Excerpted passage:
..............................
A mother bear was tragically and unnecessarily killed in Boulder, Colorado on Thursday October 8. The original headline for this very sad story read, "Boulder bear No. 317 euthanized; 2 cubs also captured," but it was later cleaned up and corrected to read "Boulder bear No. 317 killed; 2 cubs also captured." Of course, this mother bear was not euthanized, she was killed by a single gunshot to the neck and it was not a mercy killing of any sort. Indeed, some might say she was murdered. Bear 317's sad story is related to that of the killing of Blaze, a grizzly bear mother in Yellowstone Park last month, and brought visions not only of the killing but young bears left alone in a not too friendly world.
Readers of Psychology Today and many others should be, and indeed are, deeply concerned about how humans resolve human-animal conflicts. There are many issues that are directly related to how we view ourselves and nonhuman animals (animals) and act when there are inevitable conflicts of interest. Killing bear 317 should make us all think about who we are and who they are, and why the killing continues when it really doesn't have to.
Anthrozoology, words, and actions: It sucks, is it fair?
Anthrozoology is the study of human-animal relationships and killing this magnificent bear and leaving her children motherless raises all sorts of challenges and shows major contradictions between words and actions. First, of course, bear 317 wound up in city limits because humans relentlessly encrouched on her home. We've seriously compressed her and numerous other animals' habitat and when they wind up in town, food is readily available because people leave garbage outside, don't use bear-proof containers, and regrettably get away with it.
Those involved in killing bear 317 show major contradictions between their personal feelings and professional actions. In the Camera essay we read, "'It sucks. It does,' said District Wildlife Manager Kristin Cannon, who was clearly emotional over the episode. 'Especially with this community and with as much as they cared about these bears, and as much work as people were putting into trying to protect them.'" Well, then, why didn't Ms. Cannon simply say, "No, I will not partake in killing this bear." She could have followed the wonderful example of Bryce Casavant, a courageous conservation officer who refused to kill two black bear cubs on north Vancouver Island, when ordered to do so. And, her refusal may indeed be just what is needed to get others who don't want to kill animals to stop as well.
The question of fairness also comes up. Area Wildlife Manager Larry Rogstad asks, "And is it fair to the animal? This is an animal that's free ranging and wild. As nice as a wildlife sanctuary is, by no means is it comparable to the forest." He's right, but is it fair to kill her? Of course not. Bear 317 and her children were simply trying to survive in a human-dominated area and paid the price for our indiscretions and intolerance. He, too, could have refused to partake in killing her and that would have added more force to others' refusal.
Where's the science?
..............................
To do:
(1) List every person named in the article on bear 317, with the title or role it gives each.
(2) Answer these questions from the article on bear 317:
(a) On what date was bear 317 killed?
(b) How was she killed?
(c) Where did Bryce Casavant refuse to kill two black bear cubs?

Source material:
..............................
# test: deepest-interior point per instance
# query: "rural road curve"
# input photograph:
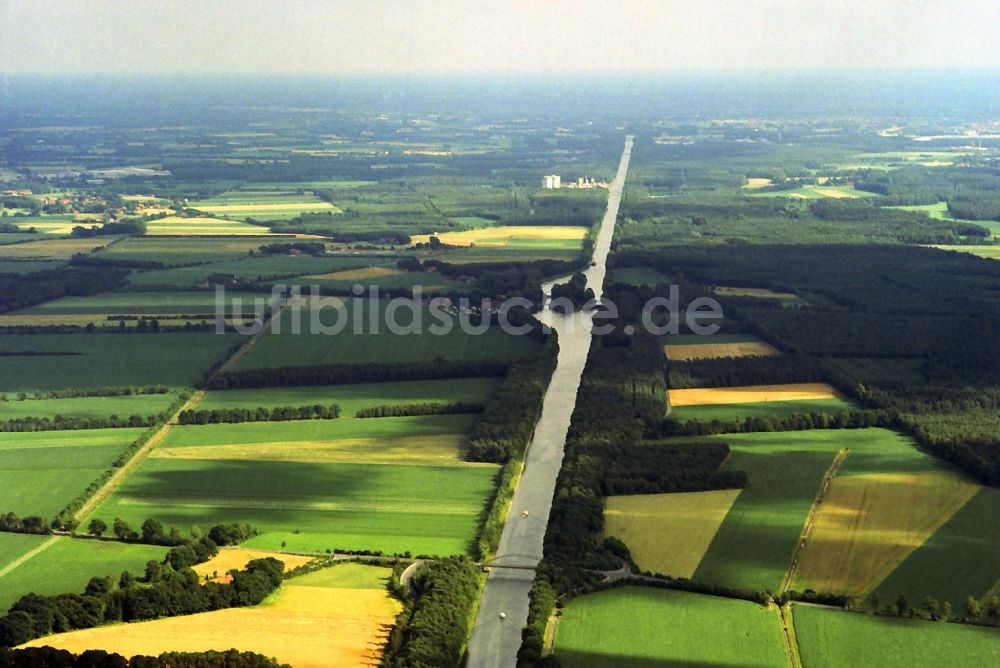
..............................
The results:
(1)
Kristin Cannon, District Wildlife Manager
Bryce Casavant, conservation officer
Larry Rogstad, Area Wildlife Manager

(2)
(a) Thursday, October 8
(b) By a single gunshot to the neck
(c) On north Vancouver Island